### EXTRAIT CHOISI
Archives mensuelles : avril 2014

Un Roméo et Juliette magyar : le verbe et l’action

P1070001Rómeó és Júlia. mus : Prokofiev. Chorégraphie : László Seregi. Décors : Gábor Forray. Costumes : Nelly Vágó nemzeti balett. Magyar Álami Operaház (Budapest). Représentations du samedi 12 avril et du mardi 15 avril. Les minutages entre parenthèses correspondent à la vidéo placée en fin d’article.

### Données enregistrées
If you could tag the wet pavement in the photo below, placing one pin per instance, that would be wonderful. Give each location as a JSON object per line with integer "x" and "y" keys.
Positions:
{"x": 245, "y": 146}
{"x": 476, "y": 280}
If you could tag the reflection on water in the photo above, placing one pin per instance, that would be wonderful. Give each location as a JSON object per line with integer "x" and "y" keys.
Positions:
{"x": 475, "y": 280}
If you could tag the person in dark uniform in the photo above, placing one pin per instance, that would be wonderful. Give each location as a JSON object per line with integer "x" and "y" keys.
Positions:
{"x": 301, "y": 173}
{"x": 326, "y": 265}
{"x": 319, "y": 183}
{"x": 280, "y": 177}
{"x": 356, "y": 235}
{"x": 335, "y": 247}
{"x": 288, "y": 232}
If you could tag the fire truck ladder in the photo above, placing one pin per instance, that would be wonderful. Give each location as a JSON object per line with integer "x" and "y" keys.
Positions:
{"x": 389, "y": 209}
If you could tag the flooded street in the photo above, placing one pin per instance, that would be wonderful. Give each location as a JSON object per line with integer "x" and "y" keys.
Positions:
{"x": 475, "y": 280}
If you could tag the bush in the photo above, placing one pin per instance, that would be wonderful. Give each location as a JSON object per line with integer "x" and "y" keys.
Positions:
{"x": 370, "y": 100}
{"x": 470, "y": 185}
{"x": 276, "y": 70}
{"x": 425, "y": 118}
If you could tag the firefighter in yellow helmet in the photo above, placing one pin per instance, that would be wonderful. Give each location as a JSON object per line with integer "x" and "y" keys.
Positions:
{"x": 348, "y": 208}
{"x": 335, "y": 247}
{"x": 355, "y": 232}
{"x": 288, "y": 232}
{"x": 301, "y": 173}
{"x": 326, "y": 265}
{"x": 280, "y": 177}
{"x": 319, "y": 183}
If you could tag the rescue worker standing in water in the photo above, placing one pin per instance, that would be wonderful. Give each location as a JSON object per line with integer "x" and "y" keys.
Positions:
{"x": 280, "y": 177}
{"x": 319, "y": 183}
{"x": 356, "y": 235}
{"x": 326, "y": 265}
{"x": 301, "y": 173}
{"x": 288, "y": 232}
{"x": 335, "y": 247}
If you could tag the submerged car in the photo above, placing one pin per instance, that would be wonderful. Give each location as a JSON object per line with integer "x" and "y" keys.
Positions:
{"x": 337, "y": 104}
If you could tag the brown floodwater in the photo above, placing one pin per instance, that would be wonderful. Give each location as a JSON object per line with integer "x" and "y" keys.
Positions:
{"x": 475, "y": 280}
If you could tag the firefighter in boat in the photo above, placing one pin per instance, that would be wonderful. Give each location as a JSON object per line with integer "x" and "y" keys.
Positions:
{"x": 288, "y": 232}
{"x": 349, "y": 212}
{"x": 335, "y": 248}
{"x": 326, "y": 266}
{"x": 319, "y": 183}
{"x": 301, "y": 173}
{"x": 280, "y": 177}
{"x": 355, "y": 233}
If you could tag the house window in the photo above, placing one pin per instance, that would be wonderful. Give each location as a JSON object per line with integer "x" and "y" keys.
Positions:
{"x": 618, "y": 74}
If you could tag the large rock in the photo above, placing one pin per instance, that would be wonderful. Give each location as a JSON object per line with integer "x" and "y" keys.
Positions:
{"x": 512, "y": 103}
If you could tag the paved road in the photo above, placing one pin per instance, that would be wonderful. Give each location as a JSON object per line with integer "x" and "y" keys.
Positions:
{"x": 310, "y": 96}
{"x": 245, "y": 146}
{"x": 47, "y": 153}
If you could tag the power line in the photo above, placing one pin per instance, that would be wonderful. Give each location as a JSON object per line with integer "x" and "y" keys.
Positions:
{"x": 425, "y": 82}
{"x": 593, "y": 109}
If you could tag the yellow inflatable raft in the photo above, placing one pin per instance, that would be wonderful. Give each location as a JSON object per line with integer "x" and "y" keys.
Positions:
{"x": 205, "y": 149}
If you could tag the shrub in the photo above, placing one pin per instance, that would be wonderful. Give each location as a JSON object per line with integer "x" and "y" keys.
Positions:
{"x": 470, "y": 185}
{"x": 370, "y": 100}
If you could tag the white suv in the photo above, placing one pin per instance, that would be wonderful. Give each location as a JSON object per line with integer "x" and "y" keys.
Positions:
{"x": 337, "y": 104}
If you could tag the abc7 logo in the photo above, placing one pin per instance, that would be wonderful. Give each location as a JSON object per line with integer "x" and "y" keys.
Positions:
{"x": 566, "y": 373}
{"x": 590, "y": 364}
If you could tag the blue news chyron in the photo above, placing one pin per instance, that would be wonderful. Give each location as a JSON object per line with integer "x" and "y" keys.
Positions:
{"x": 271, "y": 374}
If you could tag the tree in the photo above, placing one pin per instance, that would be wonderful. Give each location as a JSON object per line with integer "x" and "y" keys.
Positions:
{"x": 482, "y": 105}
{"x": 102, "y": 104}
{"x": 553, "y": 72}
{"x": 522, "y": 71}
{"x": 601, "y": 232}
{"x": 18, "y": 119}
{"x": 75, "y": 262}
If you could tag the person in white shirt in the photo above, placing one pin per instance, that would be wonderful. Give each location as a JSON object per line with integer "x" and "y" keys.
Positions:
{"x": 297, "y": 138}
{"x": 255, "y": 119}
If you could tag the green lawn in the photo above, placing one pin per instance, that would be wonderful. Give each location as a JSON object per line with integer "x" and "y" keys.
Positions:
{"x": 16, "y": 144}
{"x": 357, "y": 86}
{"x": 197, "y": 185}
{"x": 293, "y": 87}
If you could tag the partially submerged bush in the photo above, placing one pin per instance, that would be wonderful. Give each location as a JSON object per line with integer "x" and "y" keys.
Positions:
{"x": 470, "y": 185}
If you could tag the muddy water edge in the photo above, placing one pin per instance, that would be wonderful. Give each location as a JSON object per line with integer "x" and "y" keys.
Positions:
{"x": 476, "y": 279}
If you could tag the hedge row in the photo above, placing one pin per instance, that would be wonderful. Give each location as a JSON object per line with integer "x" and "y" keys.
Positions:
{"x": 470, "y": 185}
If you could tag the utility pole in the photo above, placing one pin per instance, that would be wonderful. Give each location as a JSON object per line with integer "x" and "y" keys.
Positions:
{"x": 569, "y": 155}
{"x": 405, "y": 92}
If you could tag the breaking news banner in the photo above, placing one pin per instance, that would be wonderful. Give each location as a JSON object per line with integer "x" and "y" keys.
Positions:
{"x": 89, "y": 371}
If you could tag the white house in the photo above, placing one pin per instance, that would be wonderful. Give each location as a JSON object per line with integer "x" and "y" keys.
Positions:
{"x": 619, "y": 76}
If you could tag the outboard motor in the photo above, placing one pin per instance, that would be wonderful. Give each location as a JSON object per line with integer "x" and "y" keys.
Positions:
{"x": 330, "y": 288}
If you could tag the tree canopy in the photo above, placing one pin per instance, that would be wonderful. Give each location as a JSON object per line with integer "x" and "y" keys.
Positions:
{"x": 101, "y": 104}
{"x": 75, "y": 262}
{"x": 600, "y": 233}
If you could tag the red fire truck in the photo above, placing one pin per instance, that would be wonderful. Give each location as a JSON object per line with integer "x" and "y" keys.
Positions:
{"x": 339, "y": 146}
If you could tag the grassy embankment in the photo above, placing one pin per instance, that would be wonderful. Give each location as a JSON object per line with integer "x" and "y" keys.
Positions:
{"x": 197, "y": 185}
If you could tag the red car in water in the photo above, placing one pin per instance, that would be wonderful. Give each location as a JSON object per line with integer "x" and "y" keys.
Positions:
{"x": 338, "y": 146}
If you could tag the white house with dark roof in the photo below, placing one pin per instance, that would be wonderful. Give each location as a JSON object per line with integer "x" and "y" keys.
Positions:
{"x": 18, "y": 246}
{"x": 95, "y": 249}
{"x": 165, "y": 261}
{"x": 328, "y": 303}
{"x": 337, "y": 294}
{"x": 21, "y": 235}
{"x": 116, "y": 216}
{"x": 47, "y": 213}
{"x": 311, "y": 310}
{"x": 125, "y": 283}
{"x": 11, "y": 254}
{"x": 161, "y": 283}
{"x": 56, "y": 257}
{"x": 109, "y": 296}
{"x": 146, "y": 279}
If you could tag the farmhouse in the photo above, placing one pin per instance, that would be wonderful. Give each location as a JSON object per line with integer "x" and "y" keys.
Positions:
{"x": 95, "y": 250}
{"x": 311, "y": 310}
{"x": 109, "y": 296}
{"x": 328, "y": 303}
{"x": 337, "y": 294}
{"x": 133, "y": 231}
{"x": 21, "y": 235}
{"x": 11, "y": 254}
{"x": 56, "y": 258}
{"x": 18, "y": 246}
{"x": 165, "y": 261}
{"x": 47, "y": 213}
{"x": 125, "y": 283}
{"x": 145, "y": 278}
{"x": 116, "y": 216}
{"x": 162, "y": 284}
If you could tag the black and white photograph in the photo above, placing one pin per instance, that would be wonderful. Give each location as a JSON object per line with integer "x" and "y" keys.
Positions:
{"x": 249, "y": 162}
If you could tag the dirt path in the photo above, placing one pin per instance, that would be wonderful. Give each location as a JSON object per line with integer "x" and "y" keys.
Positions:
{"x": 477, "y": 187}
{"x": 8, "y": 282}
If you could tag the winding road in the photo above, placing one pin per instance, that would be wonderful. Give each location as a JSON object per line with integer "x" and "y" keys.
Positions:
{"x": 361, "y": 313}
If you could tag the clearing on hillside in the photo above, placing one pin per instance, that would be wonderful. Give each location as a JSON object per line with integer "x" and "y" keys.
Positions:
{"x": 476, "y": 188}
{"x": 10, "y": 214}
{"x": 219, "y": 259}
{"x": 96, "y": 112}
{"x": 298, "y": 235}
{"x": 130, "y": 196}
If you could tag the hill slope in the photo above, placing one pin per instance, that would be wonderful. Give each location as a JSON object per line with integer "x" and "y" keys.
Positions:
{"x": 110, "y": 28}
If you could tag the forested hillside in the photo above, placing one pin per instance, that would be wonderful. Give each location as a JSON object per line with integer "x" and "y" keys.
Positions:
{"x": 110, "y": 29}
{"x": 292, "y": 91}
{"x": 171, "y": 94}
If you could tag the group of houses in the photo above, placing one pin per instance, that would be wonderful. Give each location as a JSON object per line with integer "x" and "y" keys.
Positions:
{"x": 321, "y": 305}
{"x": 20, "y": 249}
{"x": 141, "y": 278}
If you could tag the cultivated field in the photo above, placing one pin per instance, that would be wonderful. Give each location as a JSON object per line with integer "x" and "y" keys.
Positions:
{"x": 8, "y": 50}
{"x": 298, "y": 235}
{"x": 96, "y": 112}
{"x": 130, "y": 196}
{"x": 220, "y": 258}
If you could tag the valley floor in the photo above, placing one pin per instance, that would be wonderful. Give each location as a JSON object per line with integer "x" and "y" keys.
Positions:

### CONSIGNES
1. Pouvez-vous redonner mot pour mot le passage de l'extrait qui commence par « Un Roméo et » et se poursuit jusqu'à « en fin d’article. » ?
2. Comment rendre en anglais cette phrase de l'extrait : « Les minutages entre parenthèses correspondent à la vidéo placée en fin d'article. » ?

### CORRIGÉS
1.
Un Roméo et Juliette magyar : le verbe et l’action

P1070001Rómeó és Júlia. mus : Prokofiev. Chorégraphie : László Seregi. Décors : Gábor Forray. Costumes : Nelly Vágó nemzeti balett. Magyar Álami Operaház (Budapest). Représentations du samedi 12 avril et du mardi 15 avril. Les minutages entre parenthèses correspondent à la vidéo placée en fin d’article.

2. The timings in parentheses correspond to the video placed at the end of the article.